§ **Information given**:
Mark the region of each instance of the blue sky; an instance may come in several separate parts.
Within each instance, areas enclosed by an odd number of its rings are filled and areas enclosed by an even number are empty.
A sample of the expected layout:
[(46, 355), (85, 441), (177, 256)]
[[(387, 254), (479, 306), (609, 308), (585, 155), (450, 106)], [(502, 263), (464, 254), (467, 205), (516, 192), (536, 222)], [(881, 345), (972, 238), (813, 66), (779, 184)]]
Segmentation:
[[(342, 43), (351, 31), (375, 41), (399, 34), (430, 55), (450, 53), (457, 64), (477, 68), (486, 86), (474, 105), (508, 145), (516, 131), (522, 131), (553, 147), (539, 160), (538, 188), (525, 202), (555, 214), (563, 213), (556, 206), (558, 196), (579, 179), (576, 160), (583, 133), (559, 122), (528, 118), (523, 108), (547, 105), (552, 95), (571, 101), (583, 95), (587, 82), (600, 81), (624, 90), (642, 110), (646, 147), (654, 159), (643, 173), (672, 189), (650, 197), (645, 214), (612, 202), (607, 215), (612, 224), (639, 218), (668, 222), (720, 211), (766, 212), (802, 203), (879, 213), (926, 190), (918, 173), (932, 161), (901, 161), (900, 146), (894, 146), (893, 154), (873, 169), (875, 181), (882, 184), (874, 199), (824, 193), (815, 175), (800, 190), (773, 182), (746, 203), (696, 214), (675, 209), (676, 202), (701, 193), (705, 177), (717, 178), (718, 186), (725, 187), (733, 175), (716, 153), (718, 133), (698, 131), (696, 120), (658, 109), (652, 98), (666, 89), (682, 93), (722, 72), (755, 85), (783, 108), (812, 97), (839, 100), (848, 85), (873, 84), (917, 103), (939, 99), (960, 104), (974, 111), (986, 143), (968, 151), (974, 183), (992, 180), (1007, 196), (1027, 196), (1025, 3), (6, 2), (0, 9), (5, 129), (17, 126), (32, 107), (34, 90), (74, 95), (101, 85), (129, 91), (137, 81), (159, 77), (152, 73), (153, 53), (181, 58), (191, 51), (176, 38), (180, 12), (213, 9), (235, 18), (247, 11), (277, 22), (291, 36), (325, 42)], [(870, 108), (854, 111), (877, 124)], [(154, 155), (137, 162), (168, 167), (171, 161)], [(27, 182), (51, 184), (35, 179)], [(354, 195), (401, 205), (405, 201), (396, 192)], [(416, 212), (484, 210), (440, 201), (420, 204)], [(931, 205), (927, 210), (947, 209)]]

§ **Task directions**: Extract every line above that contains the string "instance", and treat the match as case-sensitive.

§ **Result of this task**:
Mark the region of each instance of the blue sky; an instance may come in several separate parts.
Within each instance, areas enclosed by an odd number of its rings are filled and areas enclosed by an even number are empty.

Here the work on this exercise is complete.